__GIVEN INSTRUCTION__. Rewrite the rows as a numbered list, starting with their first line and going on through the line that contains "6], [4, 7], [5, 1]]]", with blank lines left out. Include only those lines.

__EXTRACTED ENTRIES__.

▬▬▬▬▬▬

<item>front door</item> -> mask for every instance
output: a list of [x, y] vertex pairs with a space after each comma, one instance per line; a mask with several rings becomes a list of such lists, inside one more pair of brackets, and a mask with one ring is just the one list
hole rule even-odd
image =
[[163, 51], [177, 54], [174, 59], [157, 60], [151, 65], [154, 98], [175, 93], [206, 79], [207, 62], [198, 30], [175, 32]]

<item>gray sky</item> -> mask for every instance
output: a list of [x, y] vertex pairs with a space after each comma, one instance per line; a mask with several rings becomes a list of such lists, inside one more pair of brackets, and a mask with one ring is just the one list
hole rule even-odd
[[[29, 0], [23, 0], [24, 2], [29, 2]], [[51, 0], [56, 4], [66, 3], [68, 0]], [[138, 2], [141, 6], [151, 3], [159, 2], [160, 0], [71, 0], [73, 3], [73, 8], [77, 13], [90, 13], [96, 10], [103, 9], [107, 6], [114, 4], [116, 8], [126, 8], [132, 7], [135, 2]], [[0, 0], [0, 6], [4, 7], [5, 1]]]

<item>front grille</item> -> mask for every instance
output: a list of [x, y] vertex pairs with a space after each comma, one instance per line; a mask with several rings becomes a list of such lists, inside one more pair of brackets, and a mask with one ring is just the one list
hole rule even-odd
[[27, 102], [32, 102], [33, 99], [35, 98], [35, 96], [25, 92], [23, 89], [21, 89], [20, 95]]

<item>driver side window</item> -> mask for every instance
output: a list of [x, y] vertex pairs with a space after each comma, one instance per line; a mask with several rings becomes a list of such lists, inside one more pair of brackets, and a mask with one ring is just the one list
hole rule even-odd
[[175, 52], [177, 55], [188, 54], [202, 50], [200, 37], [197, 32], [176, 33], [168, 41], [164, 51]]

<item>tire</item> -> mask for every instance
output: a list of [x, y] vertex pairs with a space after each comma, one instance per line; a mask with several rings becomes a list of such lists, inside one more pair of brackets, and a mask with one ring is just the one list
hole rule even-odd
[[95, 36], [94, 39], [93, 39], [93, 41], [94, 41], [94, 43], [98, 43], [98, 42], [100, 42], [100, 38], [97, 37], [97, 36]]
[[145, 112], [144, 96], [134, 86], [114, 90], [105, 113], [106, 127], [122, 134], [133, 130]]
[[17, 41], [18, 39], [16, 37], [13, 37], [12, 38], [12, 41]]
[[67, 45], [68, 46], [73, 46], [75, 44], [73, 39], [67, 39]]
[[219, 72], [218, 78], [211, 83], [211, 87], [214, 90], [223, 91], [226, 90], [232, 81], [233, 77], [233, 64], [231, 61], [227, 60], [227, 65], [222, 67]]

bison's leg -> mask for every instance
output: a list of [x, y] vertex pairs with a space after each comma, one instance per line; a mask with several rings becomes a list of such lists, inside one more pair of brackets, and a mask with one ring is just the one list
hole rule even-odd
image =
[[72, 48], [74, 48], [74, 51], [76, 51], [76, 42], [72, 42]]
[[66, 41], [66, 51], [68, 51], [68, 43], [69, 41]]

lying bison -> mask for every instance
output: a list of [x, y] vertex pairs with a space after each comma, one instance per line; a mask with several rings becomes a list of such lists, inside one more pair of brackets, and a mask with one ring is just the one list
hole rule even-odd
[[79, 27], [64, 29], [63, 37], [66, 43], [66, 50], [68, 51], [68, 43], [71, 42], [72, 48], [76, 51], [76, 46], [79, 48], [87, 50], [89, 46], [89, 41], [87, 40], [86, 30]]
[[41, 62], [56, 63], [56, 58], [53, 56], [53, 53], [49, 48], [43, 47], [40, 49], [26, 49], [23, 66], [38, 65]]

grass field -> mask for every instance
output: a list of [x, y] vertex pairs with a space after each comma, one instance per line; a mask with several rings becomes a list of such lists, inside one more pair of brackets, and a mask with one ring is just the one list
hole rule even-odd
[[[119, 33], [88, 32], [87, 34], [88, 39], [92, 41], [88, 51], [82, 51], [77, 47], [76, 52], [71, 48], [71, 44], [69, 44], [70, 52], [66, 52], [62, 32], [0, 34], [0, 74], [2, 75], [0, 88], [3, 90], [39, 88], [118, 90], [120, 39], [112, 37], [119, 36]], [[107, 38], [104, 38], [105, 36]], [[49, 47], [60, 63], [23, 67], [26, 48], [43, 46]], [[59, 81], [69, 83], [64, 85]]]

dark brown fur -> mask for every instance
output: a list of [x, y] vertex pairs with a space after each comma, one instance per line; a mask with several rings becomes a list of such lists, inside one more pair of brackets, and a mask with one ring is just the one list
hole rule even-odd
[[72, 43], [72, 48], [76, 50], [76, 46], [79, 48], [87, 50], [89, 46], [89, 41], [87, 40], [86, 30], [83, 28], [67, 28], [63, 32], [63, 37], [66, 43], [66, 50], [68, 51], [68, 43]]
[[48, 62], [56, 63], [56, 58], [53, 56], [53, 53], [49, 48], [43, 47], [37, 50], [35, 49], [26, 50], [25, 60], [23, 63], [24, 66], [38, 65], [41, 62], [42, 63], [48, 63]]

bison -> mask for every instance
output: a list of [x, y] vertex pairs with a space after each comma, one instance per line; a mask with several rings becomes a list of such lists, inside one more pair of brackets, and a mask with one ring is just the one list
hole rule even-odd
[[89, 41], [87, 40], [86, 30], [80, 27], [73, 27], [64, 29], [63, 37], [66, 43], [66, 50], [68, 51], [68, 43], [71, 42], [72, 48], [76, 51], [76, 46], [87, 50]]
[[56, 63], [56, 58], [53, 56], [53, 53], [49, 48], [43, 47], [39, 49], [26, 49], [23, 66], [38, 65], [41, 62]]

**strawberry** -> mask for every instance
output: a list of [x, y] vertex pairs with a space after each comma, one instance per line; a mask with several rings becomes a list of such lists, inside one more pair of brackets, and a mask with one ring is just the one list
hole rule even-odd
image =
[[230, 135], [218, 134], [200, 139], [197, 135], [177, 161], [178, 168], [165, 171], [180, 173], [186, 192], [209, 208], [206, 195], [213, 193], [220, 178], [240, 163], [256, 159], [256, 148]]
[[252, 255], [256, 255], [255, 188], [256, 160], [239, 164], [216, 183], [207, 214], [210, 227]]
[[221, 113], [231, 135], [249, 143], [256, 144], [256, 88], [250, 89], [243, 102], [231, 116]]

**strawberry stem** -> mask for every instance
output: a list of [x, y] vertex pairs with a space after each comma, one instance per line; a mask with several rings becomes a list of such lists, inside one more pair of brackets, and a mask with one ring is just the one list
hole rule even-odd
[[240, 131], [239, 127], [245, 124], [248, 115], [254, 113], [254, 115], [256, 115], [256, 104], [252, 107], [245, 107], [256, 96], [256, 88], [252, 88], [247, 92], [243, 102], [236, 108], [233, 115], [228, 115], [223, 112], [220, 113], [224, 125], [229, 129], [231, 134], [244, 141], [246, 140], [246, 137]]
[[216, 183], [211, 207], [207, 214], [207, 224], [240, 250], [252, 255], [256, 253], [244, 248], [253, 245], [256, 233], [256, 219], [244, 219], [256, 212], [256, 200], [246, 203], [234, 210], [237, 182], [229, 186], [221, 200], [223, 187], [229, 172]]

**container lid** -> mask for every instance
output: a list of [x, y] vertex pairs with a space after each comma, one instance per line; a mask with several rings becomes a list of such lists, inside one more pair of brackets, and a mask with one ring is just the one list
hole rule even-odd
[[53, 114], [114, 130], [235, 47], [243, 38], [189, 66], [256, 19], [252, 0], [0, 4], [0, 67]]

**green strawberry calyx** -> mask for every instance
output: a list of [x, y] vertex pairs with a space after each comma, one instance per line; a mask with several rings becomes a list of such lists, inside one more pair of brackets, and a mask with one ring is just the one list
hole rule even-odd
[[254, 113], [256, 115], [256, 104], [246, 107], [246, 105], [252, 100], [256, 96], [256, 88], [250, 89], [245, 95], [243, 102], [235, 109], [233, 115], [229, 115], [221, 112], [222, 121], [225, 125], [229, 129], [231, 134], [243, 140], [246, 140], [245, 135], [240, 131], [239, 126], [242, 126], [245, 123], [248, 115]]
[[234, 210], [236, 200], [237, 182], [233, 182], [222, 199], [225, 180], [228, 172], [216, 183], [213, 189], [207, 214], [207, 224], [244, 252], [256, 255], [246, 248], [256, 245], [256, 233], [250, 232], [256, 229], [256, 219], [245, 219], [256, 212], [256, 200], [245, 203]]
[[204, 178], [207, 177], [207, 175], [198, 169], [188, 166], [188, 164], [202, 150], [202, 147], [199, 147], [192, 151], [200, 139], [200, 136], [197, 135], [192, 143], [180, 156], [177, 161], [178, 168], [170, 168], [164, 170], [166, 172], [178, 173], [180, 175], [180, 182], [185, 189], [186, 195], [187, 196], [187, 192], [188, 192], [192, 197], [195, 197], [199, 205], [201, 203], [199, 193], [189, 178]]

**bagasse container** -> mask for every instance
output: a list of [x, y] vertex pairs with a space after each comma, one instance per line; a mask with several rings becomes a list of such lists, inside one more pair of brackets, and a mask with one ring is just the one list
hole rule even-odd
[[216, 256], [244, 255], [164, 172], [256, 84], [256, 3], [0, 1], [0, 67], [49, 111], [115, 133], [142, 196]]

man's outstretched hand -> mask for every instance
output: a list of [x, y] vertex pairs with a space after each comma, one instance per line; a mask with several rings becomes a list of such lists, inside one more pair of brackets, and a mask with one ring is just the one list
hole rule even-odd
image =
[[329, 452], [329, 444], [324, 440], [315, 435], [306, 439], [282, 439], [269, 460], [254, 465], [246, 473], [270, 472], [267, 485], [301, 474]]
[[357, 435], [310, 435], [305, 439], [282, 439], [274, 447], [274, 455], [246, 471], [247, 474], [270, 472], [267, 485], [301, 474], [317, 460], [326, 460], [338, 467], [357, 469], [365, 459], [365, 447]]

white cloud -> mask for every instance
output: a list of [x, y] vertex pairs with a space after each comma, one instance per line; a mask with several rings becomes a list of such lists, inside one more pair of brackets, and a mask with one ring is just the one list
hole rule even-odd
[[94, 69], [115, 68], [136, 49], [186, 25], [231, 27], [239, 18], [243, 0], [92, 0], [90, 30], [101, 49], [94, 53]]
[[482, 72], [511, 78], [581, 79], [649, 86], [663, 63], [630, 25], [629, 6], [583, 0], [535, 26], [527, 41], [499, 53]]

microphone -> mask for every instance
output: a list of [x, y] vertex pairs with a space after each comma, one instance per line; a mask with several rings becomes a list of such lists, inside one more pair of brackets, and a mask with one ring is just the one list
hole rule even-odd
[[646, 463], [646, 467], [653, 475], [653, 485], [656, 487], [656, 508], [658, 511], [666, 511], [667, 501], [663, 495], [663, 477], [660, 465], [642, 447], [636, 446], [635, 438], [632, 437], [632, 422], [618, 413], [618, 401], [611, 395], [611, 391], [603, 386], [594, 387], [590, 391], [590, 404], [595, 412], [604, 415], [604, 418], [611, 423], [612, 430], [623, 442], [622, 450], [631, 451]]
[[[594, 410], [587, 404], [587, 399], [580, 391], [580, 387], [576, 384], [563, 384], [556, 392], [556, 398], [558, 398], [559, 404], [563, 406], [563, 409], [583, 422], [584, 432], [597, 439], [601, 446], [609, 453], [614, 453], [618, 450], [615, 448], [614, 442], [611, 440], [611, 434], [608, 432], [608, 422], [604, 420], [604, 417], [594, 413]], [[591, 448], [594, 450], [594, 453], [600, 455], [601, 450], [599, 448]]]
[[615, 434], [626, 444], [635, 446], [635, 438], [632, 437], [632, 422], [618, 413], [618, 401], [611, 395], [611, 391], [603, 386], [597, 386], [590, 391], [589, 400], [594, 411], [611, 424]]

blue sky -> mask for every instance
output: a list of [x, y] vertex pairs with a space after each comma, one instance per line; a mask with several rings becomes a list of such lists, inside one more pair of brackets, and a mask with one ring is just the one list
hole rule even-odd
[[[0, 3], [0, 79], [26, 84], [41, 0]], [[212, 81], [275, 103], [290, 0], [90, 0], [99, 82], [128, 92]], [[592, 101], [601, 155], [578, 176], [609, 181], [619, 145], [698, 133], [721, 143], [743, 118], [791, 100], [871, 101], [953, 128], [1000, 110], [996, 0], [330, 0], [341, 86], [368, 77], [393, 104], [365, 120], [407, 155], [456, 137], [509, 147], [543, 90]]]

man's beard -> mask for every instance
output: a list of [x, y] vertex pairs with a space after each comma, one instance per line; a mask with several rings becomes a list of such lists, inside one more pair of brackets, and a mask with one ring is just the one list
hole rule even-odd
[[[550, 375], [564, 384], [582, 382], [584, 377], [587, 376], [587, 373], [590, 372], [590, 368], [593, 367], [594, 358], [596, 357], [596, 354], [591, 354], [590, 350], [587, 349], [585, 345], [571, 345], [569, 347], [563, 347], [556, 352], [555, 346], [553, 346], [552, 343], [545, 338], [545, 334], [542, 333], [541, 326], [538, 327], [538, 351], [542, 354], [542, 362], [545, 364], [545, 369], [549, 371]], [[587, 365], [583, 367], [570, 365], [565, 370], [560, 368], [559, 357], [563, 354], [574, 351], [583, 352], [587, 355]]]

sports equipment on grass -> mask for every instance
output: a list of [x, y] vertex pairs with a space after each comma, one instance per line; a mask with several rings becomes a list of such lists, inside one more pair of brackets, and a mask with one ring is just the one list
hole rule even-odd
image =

▬▬▬▬▬▬

__RESULT__.
1. <item>front door</item> -> mask for every instance
2. output: a list of [x, y] vertex pairs with a space after each comma, one instance per line; a mask with several rings becomes a list of such lists, inside one more pair of brackets, and a mask with one ring is just the one list
3. hole rule even-odd
4. image =
5. [[163, 51], [177, 54], [174, 59], [157, 60], [151, 65], [154, 98], [175, 93], [206, 79], [207, 62], [198, 30], [175, 32]]
6. <item>gray sky</item> -> mask for every instance
7. output: a list of [x, y] vertex pairs with a space after each comma, one instance per line; a mask with several rings becomes a list of such lists, inside one more pair of brackets, and a mask with one ring is just the one list
8. hole rule even-odd
9. [[[29, 0], [23, 0], [24, 2], [29, 2]], [[51, 0], [56, 4], [66, 3], [68, 0]], [[138, 2], [141, 6], [151, 3], [159, 2], [160, 0], [71, 0], [73, 3], [73, 8], [77, 13], [90, 13], [96, 10], [103, 9], [107, 6], [114, 4], [116, 8], [126, 8], [132, 7], [135, 2]], [[0, 0], [0, 6], [4, 7], [5, 1]]]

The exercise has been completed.